*** Opening PAGE EXCERPT ***

Our culture is one that believes in doing. Get up and go. Make things happen. Movers and shakers get the kudos. As a child, I learned to push through and keep going. No matter what. Tired. Sad. Angry. Discouraged. Hurt. None of my human emotions were allowed importance. Push through. Keep going. Achieve. Excel!
Inner turbulence was to be solved by doing something to fix it. My well being depended on believing that I could make a difference for myself and even for others. And so that became my modus operandi — make a difference – and a Helper with a social justice wing and an achiever wing came into being. I changed everything outside myself to feel calm inside myself.
I learned these skills to survive in my world. After many years of unlearning, I do just the opposite now. Instead of pushing through, I practice being still and listening. I stop moving and pay attention to what my body is telling me. And now, in this time of COVID-19, our entire society is learning this. With very serious consequences for moving about.
The last week in February and the first week in March, when all this was ramping up in China and Europe, and there was concern about the spread of coronavirus, I was in my own inner turmoil. I could describe my reality with the old phrase, “The hurrier I go, the behinder I get.” Until, finally, I knew the solution was to stop. Just stop. And I focused. My hands on my heart.
The truth came to me when I got up from my chair to walk somewhere in the house to do something. Changing what’s out there will not change anything inside is the message I heard in my head. And I turned around and walked back to my chair. To be still.

*** Closing PAGE EXCERPT ***

* _WHAT IS EXPECTED_
Summarize the reflection on stillness above in three sentences.

*** Opening INFORMATION PROVIDED ***

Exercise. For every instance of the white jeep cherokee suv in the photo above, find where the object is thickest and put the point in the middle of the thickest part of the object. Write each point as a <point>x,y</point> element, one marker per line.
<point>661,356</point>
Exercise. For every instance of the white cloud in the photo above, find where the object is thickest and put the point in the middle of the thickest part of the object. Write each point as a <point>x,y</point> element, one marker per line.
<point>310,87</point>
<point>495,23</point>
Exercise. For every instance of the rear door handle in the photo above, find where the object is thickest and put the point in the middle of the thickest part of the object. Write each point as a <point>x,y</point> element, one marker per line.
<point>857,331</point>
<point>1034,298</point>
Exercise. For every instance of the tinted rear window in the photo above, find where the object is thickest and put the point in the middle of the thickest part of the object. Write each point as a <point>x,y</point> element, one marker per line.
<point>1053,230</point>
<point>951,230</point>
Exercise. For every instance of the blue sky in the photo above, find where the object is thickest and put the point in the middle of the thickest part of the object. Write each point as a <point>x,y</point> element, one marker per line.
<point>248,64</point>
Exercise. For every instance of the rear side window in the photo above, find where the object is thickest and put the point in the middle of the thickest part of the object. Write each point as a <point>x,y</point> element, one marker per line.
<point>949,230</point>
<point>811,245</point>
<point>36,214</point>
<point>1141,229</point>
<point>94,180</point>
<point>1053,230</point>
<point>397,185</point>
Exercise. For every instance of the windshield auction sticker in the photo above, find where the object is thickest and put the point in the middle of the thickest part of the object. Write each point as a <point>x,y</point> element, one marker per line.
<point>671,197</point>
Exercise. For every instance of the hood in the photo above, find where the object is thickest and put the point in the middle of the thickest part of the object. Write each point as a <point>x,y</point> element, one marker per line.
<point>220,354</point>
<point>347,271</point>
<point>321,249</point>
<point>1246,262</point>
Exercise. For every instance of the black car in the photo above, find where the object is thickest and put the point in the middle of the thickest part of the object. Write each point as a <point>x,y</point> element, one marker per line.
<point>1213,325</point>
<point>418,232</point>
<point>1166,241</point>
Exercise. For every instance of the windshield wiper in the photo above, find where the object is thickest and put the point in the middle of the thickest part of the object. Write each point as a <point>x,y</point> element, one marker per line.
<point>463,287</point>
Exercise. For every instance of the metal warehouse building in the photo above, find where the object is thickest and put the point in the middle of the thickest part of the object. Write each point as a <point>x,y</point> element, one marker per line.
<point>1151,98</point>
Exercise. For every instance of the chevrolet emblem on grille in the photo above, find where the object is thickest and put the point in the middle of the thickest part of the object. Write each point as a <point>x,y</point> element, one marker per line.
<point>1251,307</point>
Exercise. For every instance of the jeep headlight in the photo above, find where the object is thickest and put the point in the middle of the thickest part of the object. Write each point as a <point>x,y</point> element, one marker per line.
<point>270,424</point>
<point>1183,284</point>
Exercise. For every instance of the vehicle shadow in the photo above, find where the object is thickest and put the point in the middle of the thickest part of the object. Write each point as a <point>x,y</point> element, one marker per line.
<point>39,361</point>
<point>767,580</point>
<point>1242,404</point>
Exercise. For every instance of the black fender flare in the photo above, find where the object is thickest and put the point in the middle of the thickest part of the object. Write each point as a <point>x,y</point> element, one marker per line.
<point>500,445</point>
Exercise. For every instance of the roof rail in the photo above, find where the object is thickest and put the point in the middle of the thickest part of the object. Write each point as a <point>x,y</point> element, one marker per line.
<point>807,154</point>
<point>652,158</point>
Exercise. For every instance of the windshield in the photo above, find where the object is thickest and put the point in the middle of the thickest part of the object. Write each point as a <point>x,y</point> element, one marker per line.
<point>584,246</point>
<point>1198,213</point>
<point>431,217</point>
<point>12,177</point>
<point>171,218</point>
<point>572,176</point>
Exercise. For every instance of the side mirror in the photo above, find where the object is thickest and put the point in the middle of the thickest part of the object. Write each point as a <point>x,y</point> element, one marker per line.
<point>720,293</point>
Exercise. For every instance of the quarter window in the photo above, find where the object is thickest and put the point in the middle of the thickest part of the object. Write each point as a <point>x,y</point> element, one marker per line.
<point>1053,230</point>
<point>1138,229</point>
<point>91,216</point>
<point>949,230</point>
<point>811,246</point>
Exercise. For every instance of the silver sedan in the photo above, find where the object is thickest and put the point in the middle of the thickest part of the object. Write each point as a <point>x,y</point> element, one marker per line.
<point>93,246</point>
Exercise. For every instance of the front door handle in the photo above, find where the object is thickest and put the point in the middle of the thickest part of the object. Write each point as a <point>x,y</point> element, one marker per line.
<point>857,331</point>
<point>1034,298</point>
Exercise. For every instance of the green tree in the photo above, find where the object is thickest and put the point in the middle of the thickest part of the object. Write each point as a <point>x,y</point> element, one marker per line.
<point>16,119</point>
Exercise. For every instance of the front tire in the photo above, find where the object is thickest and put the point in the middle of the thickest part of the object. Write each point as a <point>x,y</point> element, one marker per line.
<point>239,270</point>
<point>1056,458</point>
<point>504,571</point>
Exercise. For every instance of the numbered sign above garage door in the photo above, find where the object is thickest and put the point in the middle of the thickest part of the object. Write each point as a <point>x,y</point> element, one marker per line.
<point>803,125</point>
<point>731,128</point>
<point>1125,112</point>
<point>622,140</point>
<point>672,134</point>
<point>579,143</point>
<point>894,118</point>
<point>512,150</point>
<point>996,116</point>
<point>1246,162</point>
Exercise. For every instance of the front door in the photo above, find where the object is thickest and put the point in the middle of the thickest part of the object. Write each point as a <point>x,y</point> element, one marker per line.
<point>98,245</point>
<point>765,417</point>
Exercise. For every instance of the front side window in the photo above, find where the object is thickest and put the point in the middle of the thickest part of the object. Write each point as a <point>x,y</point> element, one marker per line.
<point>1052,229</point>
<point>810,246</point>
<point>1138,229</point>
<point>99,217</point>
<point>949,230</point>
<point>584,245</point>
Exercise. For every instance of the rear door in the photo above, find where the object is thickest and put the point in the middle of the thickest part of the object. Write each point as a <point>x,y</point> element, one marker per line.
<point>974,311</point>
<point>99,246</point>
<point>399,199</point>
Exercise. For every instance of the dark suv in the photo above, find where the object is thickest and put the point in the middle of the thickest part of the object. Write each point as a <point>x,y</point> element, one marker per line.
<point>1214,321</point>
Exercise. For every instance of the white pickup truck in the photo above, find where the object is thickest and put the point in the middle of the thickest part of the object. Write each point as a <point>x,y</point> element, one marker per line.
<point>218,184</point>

*** Closing INFORMATION PROVIDED ***
*** Opening INFORMATION PROVIDED ***

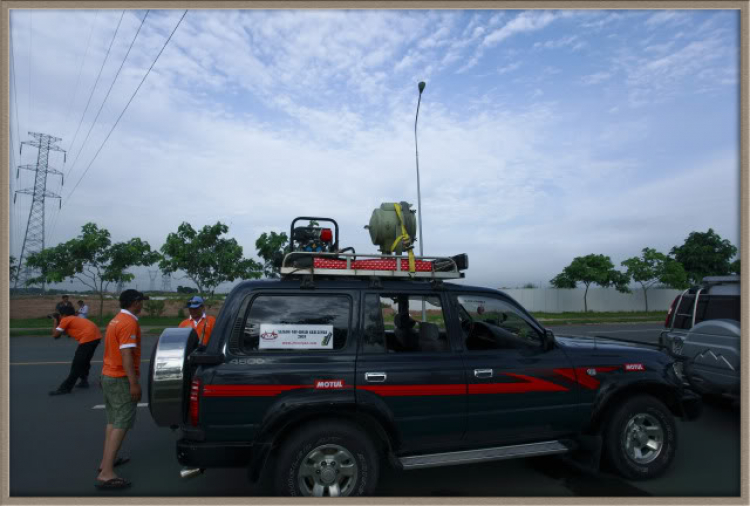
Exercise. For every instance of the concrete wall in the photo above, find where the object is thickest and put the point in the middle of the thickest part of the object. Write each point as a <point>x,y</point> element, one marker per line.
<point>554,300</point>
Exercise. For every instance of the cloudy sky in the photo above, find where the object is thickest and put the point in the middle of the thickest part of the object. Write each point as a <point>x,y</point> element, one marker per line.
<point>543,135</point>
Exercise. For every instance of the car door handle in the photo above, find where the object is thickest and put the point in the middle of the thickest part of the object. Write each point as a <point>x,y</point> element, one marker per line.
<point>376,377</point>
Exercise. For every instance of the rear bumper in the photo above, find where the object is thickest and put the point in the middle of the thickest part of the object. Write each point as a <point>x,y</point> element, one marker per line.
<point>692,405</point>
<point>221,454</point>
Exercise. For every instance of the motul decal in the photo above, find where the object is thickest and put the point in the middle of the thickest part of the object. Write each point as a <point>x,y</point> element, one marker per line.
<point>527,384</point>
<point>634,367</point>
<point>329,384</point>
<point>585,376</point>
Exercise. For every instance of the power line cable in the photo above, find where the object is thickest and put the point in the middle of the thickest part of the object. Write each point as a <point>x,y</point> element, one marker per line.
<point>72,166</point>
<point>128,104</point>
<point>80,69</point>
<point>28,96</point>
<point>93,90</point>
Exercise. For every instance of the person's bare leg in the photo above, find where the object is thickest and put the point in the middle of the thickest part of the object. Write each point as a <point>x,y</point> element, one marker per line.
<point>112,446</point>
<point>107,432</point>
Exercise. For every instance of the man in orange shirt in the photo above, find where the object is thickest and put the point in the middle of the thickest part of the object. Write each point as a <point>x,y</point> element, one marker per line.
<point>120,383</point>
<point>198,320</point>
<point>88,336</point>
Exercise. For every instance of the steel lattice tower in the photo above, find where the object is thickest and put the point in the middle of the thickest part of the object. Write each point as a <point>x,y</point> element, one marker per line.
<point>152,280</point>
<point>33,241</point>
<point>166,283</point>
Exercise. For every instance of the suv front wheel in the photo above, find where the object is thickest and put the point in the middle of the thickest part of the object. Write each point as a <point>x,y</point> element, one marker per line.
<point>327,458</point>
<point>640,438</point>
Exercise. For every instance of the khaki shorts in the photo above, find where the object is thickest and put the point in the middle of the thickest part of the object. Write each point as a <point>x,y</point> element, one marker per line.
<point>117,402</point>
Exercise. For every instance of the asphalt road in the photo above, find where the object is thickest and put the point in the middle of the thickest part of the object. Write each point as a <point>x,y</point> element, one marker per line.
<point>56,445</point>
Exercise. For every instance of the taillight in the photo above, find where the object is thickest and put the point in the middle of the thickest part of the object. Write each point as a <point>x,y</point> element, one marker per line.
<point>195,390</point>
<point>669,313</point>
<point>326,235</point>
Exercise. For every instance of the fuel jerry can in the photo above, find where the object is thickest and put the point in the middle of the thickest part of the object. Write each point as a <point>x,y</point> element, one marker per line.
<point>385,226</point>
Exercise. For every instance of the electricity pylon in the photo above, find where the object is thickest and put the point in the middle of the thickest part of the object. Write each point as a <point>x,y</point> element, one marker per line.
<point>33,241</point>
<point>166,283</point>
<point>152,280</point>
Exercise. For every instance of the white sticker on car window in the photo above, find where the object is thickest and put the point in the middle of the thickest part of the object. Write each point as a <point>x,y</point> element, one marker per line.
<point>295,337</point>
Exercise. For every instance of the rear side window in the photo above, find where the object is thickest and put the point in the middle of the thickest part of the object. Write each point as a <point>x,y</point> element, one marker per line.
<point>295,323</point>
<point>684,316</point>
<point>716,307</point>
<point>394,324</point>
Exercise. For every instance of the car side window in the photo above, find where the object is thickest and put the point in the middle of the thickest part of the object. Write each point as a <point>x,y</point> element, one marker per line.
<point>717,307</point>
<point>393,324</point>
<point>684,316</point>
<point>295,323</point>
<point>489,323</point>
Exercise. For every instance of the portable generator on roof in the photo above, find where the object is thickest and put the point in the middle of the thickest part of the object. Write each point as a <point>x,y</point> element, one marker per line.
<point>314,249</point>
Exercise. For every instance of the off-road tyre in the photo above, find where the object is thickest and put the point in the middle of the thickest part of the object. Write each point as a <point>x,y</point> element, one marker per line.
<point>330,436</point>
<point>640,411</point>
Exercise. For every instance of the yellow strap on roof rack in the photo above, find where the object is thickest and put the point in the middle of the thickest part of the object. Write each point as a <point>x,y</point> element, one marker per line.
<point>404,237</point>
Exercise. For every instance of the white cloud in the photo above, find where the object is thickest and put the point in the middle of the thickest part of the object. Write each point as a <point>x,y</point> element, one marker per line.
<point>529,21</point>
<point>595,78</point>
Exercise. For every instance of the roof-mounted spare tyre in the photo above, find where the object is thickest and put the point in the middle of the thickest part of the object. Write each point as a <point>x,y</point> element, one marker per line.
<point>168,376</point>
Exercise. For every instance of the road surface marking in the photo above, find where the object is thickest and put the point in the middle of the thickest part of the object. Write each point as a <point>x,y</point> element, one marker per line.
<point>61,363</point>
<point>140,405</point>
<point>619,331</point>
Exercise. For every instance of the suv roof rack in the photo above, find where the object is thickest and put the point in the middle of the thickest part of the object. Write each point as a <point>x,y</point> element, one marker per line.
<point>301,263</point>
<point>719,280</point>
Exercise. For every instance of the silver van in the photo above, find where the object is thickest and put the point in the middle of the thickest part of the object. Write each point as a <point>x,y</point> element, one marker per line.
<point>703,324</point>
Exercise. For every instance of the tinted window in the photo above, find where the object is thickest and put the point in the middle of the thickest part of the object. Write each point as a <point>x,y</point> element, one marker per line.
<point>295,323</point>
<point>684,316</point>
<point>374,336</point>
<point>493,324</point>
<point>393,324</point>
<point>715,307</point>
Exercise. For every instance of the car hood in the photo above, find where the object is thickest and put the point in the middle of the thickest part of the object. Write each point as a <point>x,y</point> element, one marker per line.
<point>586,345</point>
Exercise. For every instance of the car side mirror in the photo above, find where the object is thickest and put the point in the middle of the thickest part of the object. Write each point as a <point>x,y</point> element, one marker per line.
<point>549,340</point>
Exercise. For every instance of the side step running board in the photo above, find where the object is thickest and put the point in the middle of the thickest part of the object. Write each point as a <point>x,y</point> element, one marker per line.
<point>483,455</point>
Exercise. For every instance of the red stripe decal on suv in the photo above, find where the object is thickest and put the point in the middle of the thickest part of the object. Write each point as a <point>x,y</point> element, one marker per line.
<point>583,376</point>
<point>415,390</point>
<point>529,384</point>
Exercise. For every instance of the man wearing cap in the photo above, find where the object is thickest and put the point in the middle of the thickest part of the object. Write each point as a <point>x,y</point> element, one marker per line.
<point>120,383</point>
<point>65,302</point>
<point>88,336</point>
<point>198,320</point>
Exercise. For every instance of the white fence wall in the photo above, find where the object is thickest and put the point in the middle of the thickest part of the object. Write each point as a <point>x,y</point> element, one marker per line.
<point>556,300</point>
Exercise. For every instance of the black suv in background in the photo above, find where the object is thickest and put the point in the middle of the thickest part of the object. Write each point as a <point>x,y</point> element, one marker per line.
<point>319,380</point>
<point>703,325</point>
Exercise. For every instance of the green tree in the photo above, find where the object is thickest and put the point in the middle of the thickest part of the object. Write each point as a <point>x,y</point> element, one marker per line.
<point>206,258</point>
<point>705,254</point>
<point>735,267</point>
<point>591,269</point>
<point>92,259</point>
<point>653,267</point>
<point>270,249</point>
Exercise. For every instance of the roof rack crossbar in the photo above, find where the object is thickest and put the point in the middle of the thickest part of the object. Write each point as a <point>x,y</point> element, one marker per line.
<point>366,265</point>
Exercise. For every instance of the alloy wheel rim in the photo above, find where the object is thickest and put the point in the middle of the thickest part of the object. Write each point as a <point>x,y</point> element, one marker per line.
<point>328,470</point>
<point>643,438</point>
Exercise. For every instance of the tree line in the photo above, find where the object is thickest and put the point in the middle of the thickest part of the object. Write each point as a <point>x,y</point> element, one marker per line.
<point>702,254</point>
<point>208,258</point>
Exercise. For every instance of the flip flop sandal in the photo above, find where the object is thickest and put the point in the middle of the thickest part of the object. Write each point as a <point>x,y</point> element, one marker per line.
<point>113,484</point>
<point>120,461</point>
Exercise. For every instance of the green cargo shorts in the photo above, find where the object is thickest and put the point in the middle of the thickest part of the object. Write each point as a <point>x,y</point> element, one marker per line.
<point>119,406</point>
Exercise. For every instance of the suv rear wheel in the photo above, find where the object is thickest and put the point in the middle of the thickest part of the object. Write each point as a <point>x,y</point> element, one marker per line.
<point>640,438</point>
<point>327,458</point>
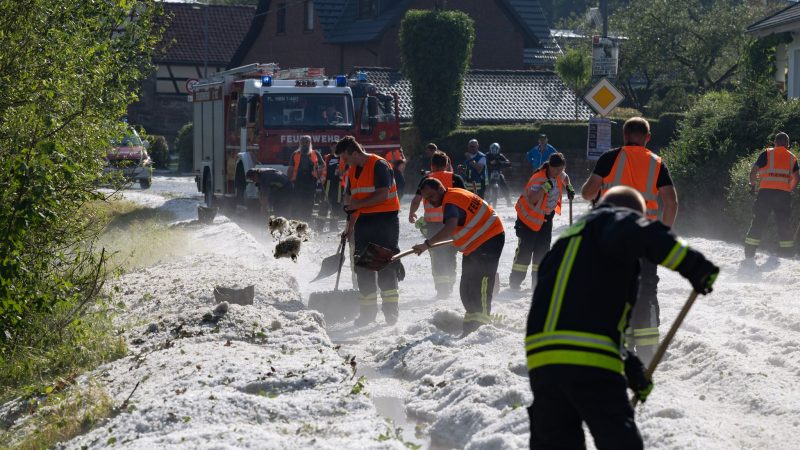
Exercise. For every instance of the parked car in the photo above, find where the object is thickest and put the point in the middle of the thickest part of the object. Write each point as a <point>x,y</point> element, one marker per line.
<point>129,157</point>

*** Closing INFORMATION PROVIDED ***

* _TASK SOLUTION_
The writer grew up in a culture that prizes doing, learning as a child to push through every emotion and to settle inner turbulence by changing things outside, which made the writer a Helper bent on making a difference. After many years of unlearning, the writer now does the opposite, practicing stillness and listening to the body, a lesson the whole society is learning during COVID-19. In late February and early March, amid inner turmoil, the writer realized that changing what is out there will not change anything inside and went back to the chair to be still.